- Opening Delimiter -

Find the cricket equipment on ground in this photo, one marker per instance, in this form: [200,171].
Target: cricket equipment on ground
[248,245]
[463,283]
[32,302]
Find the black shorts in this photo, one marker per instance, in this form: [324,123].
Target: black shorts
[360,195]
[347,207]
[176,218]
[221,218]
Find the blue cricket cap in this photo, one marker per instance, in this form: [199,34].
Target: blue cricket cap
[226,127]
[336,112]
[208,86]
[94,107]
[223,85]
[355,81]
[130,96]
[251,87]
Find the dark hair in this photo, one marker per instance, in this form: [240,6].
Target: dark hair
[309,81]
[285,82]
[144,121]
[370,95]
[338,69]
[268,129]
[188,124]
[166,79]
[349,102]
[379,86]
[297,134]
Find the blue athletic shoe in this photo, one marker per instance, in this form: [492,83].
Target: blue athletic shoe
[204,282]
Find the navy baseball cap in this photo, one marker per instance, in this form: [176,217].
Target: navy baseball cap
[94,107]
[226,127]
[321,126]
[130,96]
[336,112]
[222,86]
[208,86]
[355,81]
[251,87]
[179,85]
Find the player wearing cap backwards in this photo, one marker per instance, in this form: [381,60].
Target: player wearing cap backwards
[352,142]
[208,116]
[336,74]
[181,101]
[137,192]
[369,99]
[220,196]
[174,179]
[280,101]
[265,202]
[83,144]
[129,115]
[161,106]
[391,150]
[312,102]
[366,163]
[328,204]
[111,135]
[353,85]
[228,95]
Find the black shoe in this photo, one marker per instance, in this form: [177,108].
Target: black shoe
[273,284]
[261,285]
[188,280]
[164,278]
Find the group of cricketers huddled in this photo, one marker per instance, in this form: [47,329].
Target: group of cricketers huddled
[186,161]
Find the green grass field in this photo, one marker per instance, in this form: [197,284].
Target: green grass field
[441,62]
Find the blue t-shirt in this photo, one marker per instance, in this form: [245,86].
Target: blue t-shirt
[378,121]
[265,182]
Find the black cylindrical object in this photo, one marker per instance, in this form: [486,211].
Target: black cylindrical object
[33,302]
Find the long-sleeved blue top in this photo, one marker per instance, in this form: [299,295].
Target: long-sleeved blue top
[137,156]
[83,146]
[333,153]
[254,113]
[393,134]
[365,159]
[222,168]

- Closing Delimiter -

- About this task: Your answer must consist only of the lines from the start of the records above through the line with "Find the black shorts", each retyped exactly.

- Task answer:
Find the cricket equipment on ground in this photo, one marker per instance, in this form: [200,171].
Target: cricket equipment on ground
[248,245]
[463,283]
[32,302]
Find the black shorts in this photo, one marker per instance, in this form: [324,123].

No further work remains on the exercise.